(Detection examples)
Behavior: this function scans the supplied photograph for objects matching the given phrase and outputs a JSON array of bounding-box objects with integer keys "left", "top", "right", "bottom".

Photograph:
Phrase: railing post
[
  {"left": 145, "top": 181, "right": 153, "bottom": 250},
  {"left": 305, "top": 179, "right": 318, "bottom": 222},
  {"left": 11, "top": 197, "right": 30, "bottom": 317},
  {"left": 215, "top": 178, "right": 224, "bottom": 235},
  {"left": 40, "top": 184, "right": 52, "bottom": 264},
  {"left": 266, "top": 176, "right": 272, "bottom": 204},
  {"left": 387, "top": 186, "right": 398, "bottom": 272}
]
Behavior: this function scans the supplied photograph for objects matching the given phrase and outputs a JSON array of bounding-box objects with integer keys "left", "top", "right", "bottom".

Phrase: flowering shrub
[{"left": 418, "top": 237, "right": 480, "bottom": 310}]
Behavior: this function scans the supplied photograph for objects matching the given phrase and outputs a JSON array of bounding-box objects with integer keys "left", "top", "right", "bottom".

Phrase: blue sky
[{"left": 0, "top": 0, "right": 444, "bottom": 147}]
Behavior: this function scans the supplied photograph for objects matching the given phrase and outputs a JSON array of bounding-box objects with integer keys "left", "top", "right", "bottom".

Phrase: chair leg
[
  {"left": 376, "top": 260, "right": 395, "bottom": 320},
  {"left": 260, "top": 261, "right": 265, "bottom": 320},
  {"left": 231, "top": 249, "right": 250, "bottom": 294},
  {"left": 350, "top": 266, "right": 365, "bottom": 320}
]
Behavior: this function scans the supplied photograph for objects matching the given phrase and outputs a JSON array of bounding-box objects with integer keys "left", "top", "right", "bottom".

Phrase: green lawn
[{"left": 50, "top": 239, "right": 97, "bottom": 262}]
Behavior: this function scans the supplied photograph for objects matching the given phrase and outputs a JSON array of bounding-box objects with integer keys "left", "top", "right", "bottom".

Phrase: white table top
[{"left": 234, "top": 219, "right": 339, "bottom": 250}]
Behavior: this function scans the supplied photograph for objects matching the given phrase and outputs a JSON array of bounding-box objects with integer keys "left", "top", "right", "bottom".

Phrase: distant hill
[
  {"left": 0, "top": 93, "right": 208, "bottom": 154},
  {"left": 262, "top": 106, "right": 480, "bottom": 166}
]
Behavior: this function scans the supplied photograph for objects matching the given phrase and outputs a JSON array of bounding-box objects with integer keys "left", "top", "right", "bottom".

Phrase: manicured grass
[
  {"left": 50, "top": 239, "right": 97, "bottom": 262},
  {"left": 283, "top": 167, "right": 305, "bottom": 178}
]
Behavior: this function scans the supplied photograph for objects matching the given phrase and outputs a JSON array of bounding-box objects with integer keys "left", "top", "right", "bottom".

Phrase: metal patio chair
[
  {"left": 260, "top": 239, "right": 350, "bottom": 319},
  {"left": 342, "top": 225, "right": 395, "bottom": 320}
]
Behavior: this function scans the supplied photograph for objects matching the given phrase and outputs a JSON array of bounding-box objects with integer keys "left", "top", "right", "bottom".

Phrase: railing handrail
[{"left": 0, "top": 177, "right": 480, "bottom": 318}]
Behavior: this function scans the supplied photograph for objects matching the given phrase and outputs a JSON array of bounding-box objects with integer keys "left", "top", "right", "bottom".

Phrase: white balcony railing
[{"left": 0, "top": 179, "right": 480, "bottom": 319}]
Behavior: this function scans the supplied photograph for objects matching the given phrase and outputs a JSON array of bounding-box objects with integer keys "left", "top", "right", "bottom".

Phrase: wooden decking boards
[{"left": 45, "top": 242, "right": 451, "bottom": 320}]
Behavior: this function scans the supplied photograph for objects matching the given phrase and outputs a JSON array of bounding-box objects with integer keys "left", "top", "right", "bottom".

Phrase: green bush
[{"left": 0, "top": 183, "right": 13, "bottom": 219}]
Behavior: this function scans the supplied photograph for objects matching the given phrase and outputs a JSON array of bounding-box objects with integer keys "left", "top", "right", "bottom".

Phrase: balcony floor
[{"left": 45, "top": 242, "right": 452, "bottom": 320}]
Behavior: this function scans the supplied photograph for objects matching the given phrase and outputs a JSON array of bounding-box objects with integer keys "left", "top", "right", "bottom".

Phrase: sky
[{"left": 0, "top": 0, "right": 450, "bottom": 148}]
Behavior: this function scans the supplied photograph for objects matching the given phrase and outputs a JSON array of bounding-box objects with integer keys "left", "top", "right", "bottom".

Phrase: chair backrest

### OBJECTIVE
Collect every line in the material above that contains the string "railing", copying each one in full.

### CORRECT RESULT
Phrase: railing post
Phrase: railing handrail
Phrase: white balcony railing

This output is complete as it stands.